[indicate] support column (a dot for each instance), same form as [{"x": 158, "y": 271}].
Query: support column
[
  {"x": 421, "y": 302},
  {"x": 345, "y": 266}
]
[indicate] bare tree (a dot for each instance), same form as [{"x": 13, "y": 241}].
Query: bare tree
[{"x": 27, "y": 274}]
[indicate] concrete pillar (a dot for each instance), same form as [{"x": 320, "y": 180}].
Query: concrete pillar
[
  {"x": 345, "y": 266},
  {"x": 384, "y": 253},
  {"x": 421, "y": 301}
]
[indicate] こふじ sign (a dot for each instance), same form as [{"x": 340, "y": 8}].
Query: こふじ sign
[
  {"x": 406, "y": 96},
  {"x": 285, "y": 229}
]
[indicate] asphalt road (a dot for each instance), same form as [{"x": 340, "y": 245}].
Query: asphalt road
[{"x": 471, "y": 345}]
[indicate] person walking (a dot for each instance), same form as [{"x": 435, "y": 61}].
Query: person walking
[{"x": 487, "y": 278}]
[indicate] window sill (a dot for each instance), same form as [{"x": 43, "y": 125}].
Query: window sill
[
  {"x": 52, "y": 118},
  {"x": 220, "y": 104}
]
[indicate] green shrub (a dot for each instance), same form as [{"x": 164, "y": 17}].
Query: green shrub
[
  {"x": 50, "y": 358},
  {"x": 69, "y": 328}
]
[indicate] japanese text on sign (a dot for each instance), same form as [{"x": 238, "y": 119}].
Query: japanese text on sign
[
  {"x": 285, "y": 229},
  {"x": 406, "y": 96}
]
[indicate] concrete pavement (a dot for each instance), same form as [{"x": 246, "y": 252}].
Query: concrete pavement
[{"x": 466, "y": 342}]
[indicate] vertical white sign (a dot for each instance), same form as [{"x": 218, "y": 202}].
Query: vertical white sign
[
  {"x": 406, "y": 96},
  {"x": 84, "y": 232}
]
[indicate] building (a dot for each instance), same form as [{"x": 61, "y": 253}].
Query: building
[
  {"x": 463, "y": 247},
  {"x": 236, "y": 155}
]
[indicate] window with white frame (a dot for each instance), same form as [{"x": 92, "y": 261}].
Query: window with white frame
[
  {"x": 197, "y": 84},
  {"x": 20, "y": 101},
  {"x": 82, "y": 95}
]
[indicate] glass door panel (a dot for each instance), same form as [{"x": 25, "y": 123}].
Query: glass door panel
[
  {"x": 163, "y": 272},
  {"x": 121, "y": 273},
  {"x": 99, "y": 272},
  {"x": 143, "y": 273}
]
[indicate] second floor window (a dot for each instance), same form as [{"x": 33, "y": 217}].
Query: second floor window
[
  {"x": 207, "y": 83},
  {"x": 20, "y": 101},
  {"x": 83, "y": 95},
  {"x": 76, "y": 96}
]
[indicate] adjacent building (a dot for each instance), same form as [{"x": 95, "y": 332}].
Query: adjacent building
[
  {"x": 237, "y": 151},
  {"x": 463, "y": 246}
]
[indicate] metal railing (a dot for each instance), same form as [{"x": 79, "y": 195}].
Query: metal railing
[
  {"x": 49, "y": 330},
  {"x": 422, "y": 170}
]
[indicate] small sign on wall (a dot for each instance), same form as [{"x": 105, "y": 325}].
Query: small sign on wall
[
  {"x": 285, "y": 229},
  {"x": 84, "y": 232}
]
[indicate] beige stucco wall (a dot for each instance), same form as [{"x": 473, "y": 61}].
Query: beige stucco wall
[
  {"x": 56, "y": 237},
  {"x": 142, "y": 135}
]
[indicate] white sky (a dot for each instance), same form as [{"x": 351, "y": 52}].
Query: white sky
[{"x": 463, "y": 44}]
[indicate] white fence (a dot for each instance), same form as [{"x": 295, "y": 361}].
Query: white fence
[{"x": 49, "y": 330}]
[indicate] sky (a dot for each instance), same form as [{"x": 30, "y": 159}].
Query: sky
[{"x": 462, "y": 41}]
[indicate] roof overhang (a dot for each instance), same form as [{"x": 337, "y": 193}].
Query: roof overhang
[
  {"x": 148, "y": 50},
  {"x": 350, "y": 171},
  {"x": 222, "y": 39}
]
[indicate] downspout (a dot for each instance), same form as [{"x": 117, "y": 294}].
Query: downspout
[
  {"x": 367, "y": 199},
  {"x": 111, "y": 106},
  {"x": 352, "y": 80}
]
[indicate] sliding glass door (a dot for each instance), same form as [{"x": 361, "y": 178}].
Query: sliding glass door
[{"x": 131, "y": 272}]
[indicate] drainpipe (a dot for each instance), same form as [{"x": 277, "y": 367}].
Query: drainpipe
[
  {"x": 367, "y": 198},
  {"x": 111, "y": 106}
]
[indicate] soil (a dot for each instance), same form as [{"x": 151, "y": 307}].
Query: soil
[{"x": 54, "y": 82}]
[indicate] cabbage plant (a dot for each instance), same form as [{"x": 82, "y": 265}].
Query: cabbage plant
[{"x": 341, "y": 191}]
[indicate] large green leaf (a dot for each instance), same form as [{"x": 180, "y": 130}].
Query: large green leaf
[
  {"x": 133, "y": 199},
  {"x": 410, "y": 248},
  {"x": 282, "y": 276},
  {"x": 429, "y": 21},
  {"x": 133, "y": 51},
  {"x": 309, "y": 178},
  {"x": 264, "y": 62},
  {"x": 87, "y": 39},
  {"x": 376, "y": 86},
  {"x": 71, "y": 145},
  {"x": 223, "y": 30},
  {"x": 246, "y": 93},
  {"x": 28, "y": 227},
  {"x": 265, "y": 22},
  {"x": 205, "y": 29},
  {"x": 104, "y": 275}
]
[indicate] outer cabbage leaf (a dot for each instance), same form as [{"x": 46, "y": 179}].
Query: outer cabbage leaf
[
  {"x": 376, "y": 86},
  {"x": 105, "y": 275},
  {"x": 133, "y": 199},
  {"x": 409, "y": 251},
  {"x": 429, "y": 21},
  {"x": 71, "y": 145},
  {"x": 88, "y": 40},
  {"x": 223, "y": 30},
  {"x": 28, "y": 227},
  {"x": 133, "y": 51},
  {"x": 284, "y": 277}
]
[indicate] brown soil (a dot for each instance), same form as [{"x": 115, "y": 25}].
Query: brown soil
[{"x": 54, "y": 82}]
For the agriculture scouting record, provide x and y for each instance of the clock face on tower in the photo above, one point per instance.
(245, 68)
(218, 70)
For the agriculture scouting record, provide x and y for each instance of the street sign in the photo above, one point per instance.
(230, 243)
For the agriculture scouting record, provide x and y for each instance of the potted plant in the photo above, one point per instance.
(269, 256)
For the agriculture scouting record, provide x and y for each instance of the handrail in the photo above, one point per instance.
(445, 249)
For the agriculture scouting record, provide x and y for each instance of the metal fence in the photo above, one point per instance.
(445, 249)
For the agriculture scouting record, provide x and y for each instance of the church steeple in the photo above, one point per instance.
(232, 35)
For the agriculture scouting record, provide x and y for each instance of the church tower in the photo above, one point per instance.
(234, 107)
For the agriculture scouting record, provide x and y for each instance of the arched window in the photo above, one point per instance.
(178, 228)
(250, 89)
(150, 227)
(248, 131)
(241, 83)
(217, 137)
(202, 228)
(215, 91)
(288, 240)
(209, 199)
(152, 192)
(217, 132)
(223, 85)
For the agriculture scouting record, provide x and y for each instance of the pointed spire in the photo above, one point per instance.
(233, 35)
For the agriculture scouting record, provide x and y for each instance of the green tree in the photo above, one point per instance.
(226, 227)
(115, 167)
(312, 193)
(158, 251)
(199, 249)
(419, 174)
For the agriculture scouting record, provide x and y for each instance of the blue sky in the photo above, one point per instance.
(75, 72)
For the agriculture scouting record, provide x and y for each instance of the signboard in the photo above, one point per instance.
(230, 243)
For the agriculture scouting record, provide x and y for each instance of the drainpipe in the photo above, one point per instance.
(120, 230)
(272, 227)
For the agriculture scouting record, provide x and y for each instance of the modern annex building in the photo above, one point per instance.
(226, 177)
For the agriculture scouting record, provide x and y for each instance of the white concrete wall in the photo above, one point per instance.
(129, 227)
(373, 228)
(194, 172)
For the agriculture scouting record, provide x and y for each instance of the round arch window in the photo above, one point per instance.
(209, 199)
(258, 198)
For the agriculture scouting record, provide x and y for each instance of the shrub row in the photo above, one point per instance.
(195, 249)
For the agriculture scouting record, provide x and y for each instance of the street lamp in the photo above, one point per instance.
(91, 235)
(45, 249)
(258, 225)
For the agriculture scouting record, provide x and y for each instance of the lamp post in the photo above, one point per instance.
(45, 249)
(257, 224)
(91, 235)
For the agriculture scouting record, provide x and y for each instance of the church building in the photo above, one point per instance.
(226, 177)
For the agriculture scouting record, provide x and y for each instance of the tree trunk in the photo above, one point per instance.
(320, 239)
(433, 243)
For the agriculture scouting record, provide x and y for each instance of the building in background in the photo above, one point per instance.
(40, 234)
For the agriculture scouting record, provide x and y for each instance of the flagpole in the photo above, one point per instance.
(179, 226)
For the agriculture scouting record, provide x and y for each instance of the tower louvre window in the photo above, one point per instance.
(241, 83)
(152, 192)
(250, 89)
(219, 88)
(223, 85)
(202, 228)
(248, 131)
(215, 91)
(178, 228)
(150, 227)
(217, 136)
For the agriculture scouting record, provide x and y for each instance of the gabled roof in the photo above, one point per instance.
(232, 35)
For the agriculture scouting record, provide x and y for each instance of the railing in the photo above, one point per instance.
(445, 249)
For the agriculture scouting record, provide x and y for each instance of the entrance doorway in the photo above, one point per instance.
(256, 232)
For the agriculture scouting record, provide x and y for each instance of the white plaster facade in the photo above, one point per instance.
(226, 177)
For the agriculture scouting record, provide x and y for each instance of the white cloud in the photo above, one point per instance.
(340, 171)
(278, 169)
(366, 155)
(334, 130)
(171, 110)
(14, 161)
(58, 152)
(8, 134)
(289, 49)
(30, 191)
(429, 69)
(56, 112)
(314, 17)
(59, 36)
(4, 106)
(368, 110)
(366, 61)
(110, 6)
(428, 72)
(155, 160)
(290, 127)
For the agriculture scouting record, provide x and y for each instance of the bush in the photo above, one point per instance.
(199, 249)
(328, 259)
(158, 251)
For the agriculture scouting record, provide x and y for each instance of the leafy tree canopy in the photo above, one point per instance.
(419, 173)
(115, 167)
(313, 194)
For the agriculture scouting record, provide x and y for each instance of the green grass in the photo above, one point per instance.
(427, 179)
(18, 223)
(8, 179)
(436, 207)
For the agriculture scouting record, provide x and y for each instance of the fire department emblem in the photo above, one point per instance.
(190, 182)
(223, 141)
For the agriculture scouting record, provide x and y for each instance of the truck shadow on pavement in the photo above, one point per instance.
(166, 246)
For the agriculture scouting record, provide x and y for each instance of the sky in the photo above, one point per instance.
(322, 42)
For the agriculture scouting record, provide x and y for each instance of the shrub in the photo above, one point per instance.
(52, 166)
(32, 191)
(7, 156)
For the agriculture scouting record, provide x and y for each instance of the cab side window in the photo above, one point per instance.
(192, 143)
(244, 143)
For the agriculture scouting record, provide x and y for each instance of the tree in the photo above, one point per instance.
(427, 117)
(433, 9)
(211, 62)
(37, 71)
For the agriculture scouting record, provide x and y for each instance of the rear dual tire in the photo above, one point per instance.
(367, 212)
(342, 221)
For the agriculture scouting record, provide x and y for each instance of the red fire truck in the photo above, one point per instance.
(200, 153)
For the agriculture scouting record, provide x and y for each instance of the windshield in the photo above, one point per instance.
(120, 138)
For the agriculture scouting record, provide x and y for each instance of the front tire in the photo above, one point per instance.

**Problem requirements:**
Reproduce only the lines from the line containing "the tree in" to the last line of the material above, both of those lines included.

**Response below:**
For the agriculture scouting record, provide x and y for each instance of the tree in the photo above, one point per instance.
(427, 117)
(433, 9)
(211, 62)
(37, 71)
For the agriculture scouting record, provide x and y for each instance of the rear dual tire in the photo above, one point per instance.
(367, 212)
(342, 221)
For the agriculture scouting record, provide x and y for each instance of the red fire truck in the photo above, one point per instance.
(200, 153)
For the agriculture scouting record, provide x and y for each instance of the windshield in the photo above, one point per instance.
(120, 138)
For the agriculture scouting record, provide x and y for each instance of the front tire in the photo above, one point per instance.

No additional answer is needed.